▶ [Source document]
One possible workaround for a lack of generics is code generation. Let’s look at Go’s AST manipulation to make a Maybe Int out of a Maybe a.

The Maybe monad is a nice simple structure, representing a computation that may complete successfully (returning a Just containing the result) or fail (returning Nothing). Writing the no-it’s-not-using-generics implementation in Go is easy enough:

package maybe

type Value interface{}

type Maybe interface {
        Bind(func(v Value) Maybe) Maybe
}

type Nothing struct{}

func (n Nothing) Bind(f func(v Value) Maybe) Maybe {
        return n
}

type Just struct {
        Value Value
}

func (j Just) Bind(f func(v Value) Maybe) Maybe {
        return f(j.Value)
}

(The implementation is deliberately bare-boned. We’d really want a whole bunch of additional helpers, like the function Maybe(m Maybe, default interface{}) interface{}, but for our purposes let’s just keep things simple.)

First, what should the output look like? Clearly, the Value type serves as a placeholder for what we really want – int, complex128, whatever. That means removing the Value type declaration entirely, and replacing references to this type with our target type. Let’s also adjust the package name, so we’ll convert monad Foo’s package from foo to foo_int. That will let us keep our packages nice and small.

The first step is getting the AST, which is trivial:

fset := token.NewFileSet()
f, err := parser.ParseFile(fset, "maybe.go", nil, 0)
if err != nil {
        fmt.Println("Oops! Can't parse the source: %vn", err)
        return
}

Rewriting the AST happens through the Walk(v Visitor, node Node) function, which we’ve seen before:

v := rewrite.MonadRewriter{"int"}
ast.Walk(v, f)

▶ [Stored records]
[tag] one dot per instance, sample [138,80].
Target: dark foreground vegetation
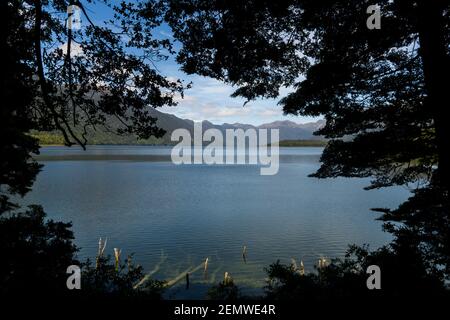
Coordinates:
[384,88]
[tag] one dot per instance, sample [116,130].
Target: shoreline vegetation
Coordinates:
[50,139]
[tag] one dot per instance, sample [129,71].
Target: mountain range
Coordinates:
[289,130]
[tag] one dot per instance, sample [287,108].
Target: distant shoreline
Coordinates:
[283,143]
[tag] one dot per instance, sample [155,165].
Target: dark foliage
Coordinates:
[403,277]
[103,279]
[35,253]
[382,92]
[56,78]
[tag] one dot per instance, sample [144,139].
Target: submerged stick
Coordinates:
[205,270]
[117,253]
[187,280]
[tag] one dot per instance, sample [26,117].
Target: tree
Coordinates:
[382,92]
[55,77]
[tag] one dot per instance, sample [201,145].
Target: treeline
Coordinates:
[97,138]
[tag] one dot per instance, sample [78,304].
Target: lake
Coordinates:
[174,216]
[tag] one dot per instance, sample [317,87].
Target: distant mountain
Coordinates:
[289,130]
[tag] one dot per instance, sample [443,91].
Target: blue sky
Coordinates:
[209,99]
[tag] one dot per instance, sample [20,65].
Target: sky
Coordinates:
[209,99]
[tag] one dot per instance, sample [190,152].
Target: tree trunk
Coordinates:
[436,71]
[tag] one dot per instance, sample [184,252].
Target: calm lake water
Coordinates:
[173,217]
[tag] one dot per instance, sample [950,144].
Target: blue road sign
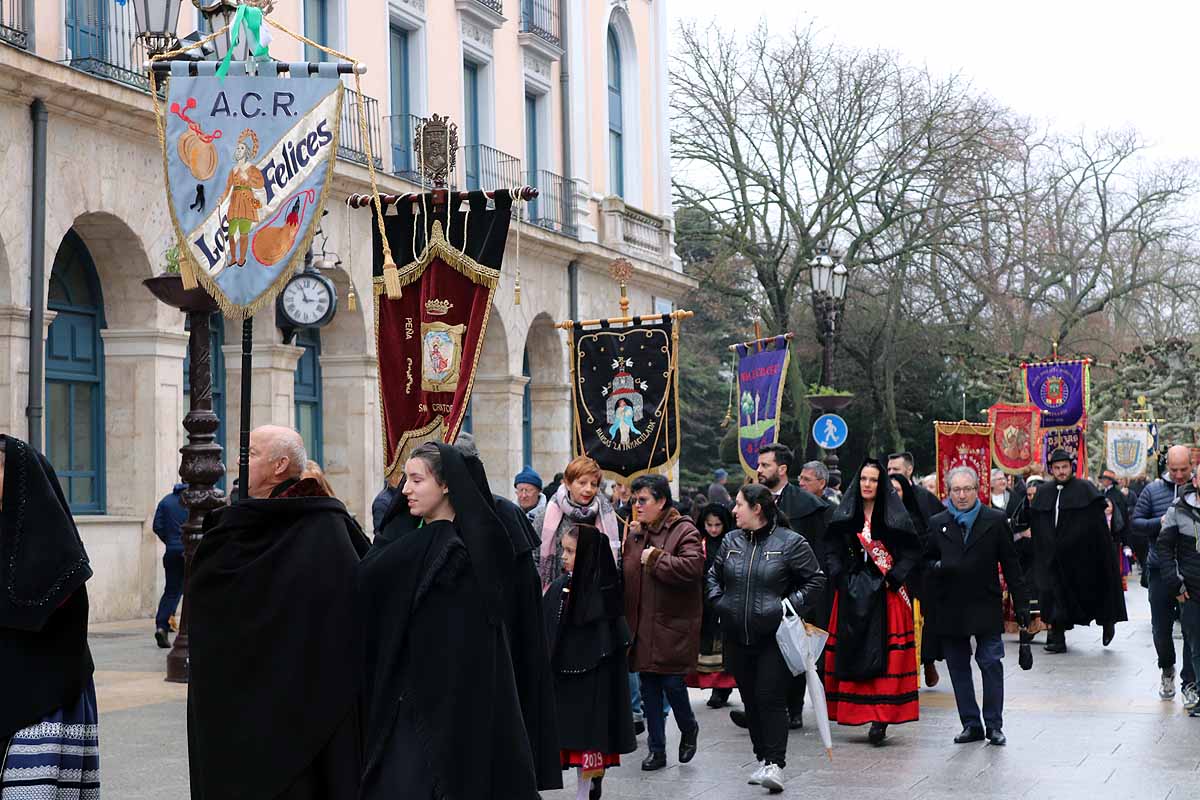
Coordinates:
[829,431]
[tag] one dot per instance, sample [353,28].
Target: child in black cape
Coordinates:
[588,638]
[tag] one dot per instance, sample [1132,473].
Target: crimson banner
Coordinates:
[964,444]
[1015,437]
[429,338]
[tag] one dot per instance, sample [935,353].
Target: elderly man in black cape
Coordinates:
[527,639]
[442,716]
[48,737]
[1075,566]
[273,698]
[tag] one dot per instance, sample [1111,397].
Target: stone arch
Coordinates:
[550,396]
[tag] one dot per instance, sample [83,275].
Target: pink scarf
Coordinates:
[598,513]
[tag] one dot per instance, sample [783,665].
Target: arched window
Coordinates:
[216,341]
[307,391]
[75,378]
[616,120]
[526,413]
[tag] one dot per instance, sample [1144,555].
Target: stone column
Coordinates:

---

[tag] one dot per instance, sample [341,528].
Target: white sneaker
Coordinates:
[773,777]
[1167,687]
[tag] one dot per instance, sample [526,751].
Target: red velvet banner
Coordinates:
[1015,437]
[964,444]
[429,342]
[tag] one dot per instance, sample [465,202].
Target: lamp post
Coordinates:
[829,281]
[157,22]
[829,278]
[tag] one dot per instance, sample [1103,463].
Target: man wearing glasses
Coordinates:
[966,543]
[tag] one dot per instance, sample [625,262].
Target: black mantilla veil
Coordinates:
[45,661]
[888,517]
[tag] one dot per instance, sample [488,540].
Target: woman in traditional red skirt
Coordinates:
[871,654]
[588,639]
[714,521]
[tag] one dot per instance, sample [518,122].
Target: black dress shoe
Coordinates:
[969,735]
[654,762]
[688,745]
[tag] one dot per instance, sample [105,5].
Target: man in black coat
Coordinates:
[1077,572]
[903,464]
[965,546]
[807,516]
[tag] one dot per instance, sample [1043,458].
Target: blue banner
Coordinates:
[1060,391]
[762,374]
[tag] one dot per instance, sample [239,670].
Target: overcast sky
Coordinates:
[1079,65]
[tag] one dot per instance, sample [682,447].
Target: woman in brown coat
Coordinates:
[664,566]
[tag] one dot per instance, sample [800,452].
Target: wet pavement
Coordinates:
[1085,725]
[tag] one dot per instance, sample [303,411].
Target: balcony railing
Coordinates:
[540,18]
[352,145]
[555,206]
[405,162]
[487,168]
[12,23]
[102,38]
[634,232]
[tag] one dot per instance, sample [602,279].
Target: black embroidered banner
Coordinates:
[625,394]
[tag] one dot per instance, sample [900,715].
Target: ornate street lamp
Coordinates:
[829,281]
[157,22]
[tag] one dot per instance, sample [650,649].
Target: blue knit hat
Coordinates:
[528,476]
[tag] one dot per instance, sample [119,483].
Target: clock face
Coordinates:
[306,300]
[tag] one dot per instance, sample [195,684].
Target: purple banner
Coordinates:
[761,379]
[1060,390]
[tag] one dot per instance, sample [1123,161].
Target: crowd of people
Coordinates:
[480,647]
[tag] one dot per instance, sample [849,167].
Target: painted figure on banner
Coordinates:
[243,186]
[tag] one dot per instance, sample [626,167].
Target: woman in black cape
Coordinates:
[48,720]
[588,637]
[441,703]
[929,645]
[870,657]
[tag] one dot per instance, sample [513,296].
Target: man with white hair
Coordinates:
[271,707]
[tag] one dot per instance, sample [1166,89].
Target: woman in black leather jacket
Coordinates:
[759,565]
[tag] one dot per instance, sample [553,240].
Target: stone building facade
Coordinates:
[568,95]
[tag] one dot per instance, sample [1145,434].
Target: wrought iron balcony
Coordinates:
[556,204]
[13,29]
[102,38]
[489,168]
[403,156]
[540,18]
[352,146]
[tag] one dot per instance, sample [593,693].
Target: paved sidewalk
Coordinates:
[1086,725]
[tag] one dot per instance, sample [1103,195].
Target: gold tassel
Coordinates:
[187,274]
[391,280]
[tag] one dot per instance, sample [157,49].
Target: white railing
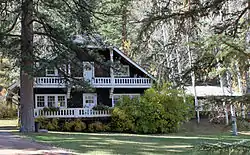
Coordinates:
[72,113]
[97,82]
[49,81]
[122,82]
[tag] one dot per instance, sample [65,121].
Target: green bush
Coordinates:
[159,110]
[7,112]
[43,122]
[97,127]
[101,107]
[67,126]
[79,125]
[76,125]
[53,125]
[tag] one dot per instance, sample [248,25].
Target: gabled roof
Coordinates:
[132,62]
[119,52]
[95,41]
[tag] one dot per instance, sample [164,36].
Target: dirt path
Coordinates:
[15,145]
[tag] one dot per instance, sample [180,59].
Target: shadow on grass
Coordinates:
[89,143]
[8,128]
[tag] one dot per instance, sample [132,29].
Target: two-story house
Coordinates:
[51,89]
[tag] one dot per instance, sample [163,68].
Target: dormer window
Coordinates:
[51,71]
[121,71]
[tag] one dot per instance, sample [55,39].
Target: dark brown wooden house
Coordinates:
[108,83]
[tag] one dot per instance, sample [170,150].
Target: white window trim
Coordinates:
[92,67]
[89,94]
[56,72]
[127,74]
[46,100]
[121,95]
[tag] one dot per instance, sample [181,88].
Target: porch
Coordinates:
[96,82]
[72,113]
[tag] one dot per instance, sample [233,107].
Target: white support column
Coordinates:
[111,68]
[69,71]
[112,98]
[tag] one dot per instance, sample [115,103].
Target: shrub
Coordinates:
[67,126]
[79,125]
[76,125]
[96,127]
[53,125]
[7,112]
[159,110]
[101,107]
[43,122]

--

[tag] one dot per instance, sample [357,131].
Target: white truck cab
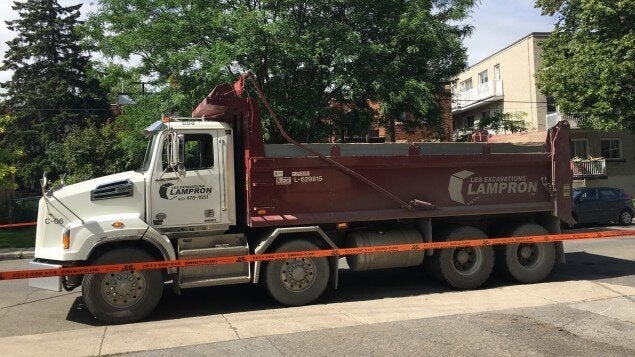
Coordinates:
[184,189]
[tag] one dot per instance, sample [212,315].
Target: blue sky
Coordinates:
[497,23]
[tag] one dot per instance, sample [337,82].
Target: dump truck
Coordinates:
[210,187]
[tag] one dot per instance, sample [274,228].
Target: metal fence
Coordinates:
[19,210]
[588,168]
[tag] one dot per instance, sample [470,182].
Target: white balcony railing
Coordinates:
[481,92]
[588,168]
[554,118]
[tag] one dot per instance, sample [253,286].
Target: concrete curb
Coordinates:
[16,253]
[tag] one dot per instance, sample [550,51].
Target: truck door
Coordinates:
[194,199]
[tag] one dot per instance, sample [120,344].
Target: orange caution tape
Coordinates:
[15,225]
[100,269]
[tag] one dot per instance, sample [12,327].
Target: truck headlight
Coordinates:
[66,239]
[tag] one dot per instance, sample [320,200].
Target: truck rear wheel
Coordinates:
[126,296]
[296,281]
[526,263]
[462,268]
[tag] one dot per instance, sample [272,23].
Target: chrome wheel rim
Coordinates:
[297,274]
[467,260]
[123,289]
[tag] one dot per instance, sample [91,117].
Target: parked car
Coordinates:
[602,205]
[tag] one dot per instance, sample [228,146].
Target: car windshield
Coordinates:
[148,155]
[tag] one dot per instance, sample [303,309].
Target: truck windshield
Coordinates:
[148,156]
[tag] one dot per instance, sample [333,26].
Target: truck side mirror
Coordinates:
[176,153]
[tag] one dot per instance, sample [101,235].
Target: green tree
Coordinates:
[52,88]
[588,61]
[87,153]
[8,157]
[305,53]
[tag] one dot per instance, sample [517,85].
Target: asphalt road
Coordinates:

▶ [Stated task] From the text on Go code generation, extract the passage starting at "(The implementation is" and ending at "fset := token.NewFileSet()".

▶ [Output below]
(The implementation is deliberately bare-boned. We’d really want a whole bunch of additional helpers, like the function Maybe(m Maybe, default interface{}) interface{}, but for our purposes let’s just keep things simple.)

First, what should the output look like? Clearly, the Value type serves as a placeholder for what we really want – int, complex128, whatever. That means removing the Value type declaration entirely, and replacing references to this type with our target type. Let’s also adjust the package name, so we’ll convert monad Foo’s package from foo to foo_int. That will let us keep our packages nice and small.

The first step is getting the AST, which is trivial:

fset := token.NewFileSet()